:: Excerpt provided
3. Graphistry Components

Understanding Graphistry's architecture may help you make your deployment architecture decisions:

  • Graphistry Core: The visualization server
    • GPU Visualization uploads and live sessions
    • Docker containers that require nvidia-docker and Nvidial Pascal or later (See GPU/OS hardware requirements)
    • Supports multi-GPU (single node) and GPU resource isolation
    • Configurable reverse proxy, TLS, and user/API key management
  • Graphistry Investigation Server (Optional)
    • Installed as part of Graphistry Core
    • Investigation templates
    • Investigation cases, with embedded visualizations/sessions
    • Connectors: Pushdown queries over DB/API connectors
    • Deep linkable: External systems (Splunk, dashboards, emails, ...) can be configured with links into Graphistry views and workflows
  • Graphistry Data Bridge (Optional)
    • Standalone docker-based server (See Graphistry Data Bridge)
    • Enables individual Investigation Server connectors to proxy through a jump server
    • Useful for bridging Graphistry cloud with on-prem data sources when simpler alternatives do not suffice
  • Graphistry API
    • Used by external web apps, notebook servers, etc.
    • Communicates via language-neutral REST APIs and Graphistry-provided per-language convenience libraries
  • Data Science Notebooks
    • Jupyter is installed as part of Graphistry Core
    • External notebooks may also be used via Graphistry API

4. Planning for Multi-Year and RAPIDS Scaleout

Graphistry helped start and integrates the growing RAPIDS GPU computing ecosystem. Many Graphistry deployments work fine with only Graphistry on one GPU and using its connectors to CPU infrastructure, and horizontally or vertically scaling as the number of analysts increases. However, as RAPIDS matures and is able to do more, the new usage modes benefit from a different kind of planning.

Graphistry and RAPIDS are increasingly able to connect to any data source, including flatfiles, and support multi-GPU + multi-node compute over them. Instead of planning in terms of the number of concurrent analyst sessions as in standard Graphistry, it becomes useful to consider the total raw data size or the size of the typical data extract. GPUs work best when all the data fits in GPU memory, or for larger datasets, when big network connections or multiple smaller ones are made available. It is still the early days, so we recommend discussing with a member of our team.
::::
Actions to take
#1 Answer these questions from the Graphistry excerpt:
(a) What does Graphistry Core require for its Docker containers, besides an Nvidia Pascal or later GPU?
(b) As part of which component is Jupyter installed?
(c) Instead of the number of concurrent analyst sessions, what does the excerpt suggest considering when planning?
#2 In the Graphistry excerpt, write out the stretch from "Understanding Graphistry's architecture" through "Investigation Server (Optional)", switching "reverse proxy" to "load balancer".
The items have no connection to the Graphistry excerpt.
:: Supplied records
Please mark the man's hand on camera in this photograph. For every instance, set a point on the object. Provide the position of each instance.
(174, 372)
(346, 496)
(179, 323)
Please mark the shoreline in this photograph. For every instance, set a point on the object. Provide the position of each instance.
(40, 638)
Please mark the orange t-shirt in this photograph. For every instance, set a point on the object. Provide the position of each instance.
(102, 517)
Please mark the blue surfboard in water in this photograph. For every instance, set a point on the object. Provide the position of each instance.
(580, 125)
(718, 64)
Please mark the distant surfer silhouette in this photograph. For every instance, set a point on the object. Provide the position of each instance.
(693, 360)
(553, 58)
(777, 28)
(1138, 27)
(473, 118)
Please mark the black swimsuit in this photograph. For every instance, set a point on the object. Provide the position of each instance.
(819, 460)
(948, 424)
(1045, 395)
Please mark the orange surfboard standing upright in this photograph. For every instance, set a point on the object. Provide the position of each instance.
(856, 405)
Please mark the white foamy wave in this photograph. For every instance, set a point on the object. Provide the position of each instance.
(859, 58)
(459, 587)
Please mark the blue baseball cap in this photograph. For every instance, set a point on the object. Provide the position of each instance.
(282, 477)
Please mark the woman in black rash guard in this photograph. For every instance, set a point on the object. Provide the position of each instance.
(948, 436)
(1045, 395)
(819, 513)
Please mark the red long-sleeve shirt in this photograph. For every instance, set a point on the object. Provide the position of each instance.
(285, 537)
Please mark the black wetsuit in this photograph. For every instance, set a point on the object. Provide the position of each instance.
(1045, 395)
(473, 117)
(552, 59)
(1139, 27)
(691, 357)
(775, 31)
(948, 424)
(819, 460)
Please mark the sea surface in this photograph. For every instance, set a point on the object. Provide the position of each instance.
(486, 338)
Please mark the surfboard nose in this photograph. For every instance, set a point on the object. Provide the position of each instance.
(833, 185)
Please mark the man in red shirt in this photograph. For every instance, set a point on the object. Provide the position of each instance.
::::
Exercise solutions
#1
(a) nvidia-docker
(b) Graphistry Core
(c) The total raw data size or the size of the typical data extract

#2
Understanding Graphistry's architecture may help you make your deployment architecture decisions:

  • Graphistry Core: The visualization server
    • GPU Visualization uploads and live sessions
    • Docker containers that require nvidia-docker and Nvidial Pascal or later (See GPU/OS hardware requirements)
    • Supports multi-GPU (single node) and GPU resource isolation
    • Configurable load balancer, TLS, and user/API key management
  • Graphistry Investigation Server (Optional)